■ What you have to do ■
Transcribe the line containing "[locate] orange running" and every line after it, exactly, through the end of the records.

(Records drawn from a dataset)
※ ※ ※

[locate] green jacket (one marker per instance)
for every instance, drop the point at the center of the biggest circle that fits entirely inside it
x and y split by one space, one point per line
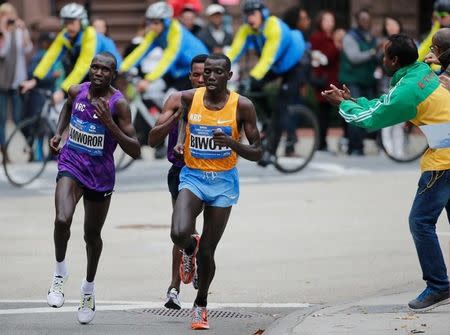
415 95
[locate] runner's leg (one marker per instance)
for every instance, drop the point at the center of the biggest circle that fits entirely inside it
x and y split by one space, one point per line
186 210
176 260
94 217
215 221
67 195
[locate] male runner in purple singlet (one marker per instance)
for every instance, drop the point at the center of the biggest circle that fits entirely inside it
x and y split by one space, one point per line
98 118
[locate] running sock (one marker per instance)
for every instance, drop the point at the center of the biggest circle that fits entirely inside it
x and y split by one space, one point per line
190 250
87 287
61 269
201 302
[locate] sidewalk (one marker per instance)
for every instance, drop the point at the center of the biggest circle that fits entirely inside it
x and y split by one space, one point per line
380 315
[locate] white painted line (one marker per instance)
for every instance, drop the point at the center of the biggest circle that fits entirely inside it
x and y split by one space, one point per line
443 234
124 305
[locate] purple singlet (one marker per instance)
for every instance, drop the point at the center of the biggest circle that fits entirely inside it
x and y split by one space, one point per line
88 152
173 137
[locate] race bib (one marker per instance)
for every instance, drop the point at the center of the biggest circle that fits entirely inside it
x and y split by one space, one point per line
86 137
202 145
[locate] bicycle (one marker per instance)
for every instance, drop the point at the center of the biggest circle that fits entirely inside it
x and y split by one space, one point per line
402 143
27 147
305 139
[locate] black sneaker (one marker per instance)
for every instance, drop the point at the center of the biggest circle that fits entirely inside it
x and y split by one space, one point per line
173 301
428 300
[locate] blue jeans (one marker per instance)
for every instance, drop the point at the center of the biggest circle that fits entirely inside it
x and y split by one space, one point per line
16 102
433 195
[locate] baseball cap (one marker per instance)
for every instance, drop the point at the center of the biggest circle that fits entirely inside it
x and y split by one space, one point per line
214 9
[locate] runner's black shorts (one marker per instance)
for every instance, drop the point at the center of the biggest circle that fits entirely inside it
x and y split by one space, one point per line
88 194
173 180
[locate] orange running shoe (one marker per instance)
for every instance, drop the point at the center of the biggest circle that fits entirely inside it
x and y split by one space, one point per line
187 265
199 318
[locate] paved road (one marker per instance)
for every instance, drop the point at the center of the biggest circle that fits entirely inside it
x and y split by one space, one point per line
335 232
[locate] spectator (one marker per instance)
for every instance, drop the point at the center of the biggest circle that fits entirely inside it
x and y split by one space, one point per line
298 18
100 26
441 19
34 100
393 137
357 66
326 72
338 38
213 35
188 18
179 5
15 43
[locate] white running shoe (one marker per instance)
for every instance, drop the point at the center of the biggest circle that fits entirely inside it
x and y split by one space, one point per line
86 310
55 295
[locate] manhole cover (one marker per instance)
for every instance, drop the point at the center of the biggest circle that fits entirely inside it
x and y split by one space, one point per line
148 226
186 313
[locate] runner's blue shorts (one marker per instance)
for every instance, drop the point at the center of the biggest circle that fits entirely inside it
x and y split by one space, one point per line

※ ※ ※

■ Solved problem ■
[locate] orange running shoe (one marker per instance)
for every instance, drop the point at the center of the biggest circle that fits entirely inside it
x and y split by one space, one point per line
187 265
199 318
[locate] paved road (one marker per instance)
for every instance, drop the point at the center of the biggest circle that fits entirely inside it
x and y split by one space, one point per line
335 232
[locate] spectator (one marker per instance)
for every instance, drop the point at the center of the biggest circle that fits entirely inside it
x and y split by one space, one point per line
298 18
100 26
441 19
34 100
393 137
357 66
326 72
338 38
213 35
188 18
179 5
15 43
[locate] white running shoe (one marker per instance)
for every instance, drop the point at the center of the biggest circle that fits entirely inside it
x and y split by one space, one point per line
86 310
55 295
[locate] manhole cover (one marker per instance)
for every instance, drop the point at the center of the biggest circle that fits entirely inside it
x and y split by one space, one point per line
148 226
186 313
[locate] runner's blue shorts (one marker per instance)
for every instance, drop the point at the center of the biggest circle that fits entirely inside it
x and y split by one space, one point per line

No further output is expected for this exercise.